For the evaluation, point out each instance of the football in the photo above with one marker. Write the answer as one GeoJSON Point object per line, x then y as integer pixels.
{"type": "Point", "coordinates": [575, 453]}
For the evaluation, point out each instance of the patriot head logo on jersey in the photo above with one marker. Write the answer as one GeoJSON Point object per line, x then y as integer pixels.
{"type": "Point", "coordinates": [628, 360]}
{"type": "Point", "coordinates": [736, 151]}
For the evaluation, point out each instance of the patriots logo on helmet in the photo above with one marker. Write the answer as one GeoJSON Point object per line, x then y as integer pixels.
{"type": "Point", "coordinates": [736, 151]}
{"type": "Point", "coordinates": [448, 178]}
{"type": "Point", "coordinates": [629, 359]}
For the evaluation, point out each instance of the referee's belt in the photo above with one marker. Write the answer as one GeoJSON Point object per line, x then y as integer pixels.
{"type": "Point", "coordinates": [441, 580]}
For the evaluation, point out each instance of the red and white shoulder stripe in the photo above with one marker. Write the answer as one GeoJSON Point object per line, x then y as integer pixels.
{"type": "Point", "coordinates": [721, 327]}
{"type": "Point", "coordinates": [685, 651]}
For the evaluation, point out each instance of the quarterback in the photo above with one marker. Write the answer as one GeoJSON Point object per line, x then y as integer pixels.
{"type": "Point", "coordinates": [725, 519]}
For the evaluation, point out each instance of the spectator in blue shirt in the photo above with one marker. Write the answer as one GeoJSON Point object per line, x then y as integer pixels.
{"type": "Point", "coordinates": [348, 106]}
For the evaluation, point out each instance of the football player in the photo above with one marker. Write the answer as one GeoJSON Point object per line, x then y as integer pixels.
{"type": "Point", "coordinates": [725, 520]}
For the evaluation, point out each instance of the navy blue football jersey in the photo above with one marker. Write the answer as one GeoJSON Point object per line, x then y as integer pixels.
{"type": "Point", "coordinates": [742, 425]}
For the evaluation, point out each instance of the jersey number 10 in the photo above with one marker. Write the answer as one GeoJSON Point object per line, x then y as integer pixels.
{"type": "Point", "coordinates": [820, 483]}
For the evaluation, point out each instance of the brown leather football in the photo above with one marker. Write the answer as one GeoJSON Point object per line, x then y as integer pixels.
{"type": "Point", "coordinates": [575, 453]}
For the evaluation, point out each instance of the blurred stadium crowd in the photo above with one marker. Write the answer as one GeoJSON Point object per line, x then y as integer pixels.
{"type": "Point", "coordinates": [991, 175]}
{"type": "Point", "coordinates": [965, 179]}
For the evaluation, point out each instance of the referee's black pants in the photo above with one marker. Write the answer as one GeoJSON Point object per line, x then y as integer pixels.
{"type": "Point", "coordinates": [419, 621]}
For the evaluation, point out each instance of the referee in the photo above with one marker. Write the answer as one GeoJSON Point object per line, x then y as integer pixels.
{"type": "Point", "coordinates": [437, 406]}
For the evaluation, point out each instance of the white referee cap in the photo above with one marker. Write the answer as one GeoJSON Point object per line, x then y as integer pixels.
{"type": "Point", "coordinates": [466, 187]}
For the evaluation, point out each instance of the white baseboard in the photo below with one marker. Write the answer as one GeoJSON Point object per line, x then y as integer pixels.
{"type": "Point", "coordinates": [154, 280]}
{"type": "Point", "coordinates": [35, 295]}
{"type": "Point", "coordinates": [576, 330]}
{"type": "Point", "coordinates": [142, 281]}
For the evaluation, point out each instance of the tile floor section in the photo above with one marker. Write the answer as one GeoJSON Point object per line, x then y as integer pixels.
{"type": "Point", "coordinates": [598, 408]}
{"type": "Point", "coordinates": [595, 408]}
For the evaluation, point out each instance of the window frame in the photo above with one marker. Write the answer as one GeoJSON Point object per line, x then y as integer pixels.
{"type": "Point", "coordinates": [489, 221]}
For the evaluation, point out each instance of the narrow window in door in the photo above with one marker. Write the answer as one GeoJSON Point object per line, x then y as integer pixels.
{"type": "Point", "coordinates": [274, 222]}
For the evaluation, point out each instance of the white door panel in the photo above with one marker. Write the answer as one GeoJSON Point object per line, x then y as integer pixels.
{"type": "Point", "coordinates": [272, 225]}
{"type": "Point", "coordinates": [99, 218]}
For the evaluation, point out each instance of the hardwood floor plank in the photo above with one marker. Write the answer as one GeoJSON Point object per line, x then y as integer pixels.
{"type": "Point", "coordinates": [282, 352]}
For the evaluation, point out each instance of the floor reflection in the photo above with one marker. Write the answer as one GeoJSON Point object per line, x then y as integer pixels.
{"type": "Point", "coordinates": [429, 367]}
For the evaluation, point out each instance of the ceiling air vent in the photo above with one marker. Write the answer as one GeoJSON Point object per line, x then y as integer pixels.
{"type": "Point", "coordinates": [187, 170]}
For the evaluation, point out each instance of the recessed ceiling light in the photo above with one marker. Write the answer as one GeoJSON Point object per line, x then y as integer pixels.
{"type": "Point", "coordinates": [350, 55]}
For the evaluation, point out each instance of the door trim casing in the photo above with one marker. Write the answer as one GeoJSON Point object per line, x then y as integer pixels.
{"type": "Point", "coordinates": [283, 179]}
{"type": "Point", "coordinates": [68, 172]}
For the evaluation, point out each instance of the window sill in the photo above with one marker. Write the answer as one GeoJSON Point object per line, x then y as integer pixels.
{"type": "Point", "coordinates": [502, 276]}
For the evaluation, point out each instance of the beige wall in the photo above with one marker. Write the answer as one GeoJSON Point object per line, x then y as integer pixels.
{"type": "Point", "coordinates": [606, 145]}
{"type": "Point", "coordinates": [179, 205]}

== DIRECTIONS FOR THIS TASK ==
Rewrite the rows from the line containing "For the evaluation, point out each instance of the ceiling" through the end of the rows, swapping "beige wall" for "cream-colored wall" and keeping everything else the same. Return only those lines.

== RESULT OF THE EXERCISE ==
For the evaluation, point out each instance of the ceiling air vent in the photo above with one marker. Write the answer as one GeoJSON Point object per line, x then y as integer pixels.
{"type": "Point", "coordinates": [187, 170]}
For the evaluation, point out each instance of the recessed ceiling light in the photo above with one marker. Write the answer as one GeoJSON Point object per line, x then y as integer pixels.
{"type": "Point", "coordinates": [350, 55]}
For the evaluation, point out each instance of the door trim casing in the photo above with one marker. Write the answer as one GeoJSON Point object per line, x then y as integer pixels.
{"type": "Point", "coordinates": [283, 179]}
{"type": "Point", "coordinates": [68, 172]}
For the evaluation, point out each instance of the window sill in the photo above with one marker. Write the answer as one GeoJSON Point object per line, x then y as integer pixels.
{"type": "Point", "coordinates": [502, 276]}
For the evaluation, point out each instance of the cream-colored wall in the photo above with one marker. Write the answer as one GeoJSON Point object per line, x then y as integer pixels.
{"type": "Point", "coordinates": [606, 145]}
{"type": "Point", "coordinates": [179, 205]}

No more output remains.